Information given
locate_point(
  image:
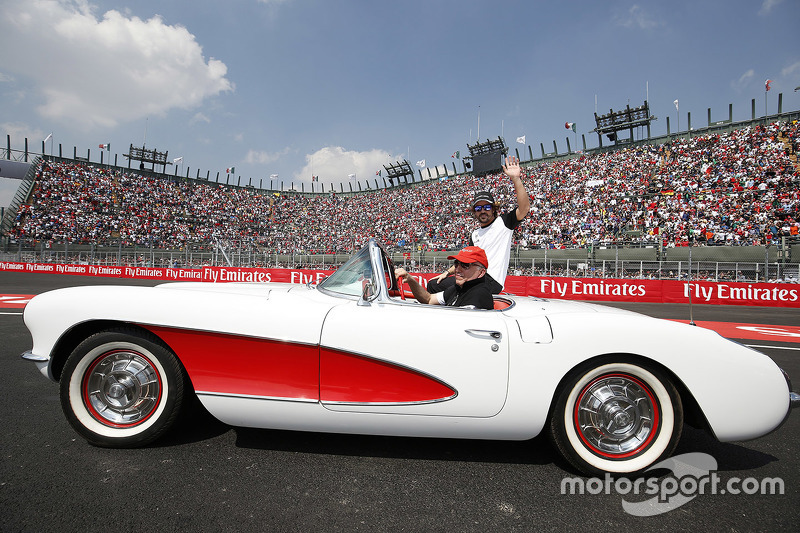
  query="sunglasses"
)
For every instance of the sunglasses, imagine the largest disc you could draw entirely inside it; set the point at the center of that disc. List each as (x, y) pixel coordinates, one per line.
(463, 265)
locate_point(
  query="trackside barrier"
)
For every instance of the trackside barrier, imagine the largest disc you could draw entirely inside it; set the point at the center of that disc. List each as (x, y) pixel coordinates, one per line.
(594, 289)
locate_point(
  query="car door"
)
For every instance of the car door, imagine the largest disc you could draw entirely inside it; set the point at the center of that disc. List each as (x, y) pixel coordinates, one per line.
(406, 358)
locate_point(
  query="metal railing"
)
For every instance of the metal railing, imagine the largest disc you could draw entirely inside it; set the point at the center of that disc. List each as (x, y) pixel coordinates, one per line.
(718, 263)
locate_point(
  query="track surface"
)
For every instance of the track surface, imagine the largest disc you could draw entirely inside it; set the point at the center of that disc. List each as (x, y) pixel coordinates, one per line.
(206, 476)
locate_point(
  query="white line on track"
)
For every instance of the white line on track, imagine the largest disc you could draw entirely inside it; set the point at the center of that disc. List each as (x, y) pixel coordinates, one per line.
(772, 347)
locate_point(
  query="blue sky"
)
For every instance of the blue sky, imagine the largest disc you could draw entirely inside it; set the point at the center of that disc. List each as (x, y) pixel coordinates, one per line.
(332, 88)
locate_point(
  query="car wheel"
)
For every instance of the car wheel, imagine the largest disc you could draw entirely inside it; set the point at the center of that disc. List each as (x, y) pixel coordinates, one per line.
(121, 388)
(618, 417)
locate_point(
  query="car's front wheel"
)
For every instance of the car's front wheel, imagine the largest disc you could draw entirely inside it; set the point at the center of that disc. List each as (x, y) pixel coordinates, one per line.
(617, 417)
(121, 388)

* * *

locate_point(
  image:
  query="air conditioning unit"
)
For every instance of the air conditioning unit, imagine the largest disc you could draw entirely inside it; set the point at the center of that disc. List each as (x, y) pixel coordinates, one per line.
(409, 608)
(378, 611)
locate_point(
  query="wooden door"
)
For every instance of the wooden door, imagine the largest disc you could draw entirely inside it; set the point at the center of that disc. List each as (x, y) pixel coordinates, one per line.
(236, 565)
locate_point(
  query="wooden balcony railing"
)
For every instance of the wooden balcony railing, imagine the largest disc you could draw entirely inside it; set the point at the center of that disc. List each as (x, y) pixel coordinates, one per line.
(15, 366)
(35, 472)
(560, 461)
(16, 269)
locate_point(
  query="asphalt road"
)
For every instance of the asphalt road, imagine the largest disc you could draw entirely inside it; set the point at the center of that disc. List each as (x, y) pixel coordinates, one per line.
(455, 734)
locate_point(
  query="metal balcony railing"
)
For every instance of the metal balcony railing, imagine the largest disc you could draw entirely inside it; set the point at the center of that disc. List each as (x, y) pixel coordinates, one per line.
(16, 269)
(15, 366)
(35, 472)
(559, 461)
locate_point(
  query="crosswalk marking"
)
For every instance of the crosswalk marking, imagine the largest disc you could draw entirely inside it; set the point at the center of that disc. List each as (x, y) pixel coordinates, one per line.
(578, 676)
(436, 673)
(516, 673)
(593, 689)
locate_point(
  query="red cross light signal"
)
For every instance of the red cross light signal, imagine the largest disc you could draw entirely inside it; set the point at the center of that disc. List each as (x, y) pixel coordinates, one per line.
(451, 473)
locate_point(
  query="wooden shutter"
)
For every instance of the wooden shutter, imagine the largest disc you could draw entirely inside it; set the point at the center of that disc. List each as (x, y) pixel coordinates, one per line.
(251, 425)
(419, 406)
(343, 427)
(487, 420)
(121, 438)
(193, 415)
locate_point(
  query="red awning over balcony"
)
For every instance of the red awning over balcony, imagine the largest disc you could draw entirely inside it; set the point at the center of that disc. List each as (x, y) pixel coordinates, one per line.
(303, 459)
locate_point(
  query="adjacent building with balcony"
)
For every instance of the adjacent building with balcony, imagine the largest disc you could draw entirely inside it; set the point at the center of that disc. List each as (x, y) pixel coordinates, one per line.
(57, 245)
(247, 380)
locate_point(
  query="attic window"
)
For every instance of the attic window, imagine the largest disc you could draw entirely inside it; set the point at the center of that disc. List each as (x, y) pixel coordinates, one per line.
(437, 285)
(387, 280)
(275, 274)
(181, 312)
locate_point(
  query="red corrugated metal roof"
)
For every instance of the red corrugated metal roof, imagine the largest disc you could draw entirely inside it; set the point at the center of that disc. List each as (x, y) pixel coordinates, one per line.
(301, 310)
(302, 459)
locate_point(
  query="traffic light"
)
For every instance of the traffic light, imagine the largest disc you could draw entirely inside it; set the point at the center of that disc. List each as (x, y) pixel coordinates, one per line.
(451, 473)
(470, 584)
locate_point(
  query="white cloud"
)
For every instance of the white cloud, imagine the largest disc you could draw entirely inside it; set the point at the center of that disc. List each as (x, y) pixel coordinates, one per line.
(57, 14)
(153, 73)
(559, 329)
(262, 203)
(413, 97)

Objective
Count the lines in the items above that contain the word "adjacent", and give only that number.

Solution for this task
2